## Given request:
Count the lines in the listing below that contain the string "instance", matching case exactly, and give only that number.

## Dataset records:
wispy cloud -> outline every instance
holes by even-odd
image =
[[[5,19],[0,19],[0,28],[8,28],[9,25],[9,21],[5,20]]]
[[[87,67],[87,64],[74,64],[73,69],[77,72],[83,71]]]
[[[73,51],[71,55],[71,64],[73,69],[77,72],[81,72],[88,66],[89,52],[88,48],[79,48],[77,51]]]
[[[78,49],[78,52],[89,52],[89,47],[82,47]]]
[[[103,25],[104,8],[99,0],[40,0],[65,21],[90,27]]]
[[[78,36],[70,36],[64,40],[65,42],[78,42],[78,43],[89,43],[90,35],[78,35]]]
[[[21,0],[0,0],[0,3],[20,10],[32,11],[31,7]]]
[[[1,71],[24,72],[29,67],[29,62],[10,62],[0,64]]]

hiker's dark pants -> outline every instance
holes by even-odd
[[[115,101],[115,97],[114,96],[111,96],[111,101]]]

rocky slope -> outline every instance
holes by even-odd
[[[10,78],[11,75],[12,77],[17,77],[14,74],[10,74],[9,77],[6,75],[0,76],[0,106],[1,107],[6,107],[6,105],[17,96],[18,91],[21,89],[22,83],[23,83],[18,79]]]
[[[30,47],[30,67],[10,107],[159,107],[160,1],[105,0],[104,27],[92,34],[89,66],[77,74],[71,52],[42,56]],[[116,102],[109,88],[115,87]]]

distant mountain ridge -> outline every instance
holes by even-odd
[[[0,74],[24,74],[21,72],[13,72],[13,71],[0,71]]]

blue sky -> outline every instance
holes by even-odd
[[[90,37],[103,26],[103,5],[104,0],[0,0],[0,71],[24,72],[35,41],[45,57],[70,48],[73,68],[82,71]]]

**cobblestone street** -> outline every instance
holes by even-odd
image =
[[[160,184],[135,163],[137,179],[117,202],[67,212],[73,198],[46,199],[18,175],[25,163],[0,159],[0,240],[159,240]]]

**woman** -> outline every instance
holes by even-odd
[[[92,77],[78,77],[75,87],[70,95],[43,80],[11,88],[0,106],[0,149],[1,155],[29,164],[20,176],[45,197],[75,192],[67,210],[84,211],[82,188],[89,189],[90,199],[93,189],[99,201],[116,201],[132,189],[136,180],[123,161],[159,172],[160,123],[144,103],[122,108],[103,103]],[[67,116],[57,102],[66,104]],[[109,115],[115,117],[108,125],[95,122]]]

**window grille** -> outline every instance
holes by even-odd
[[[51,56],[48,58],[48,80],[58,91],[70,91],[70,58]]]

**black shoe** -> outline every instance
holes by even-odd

## Complete output:
9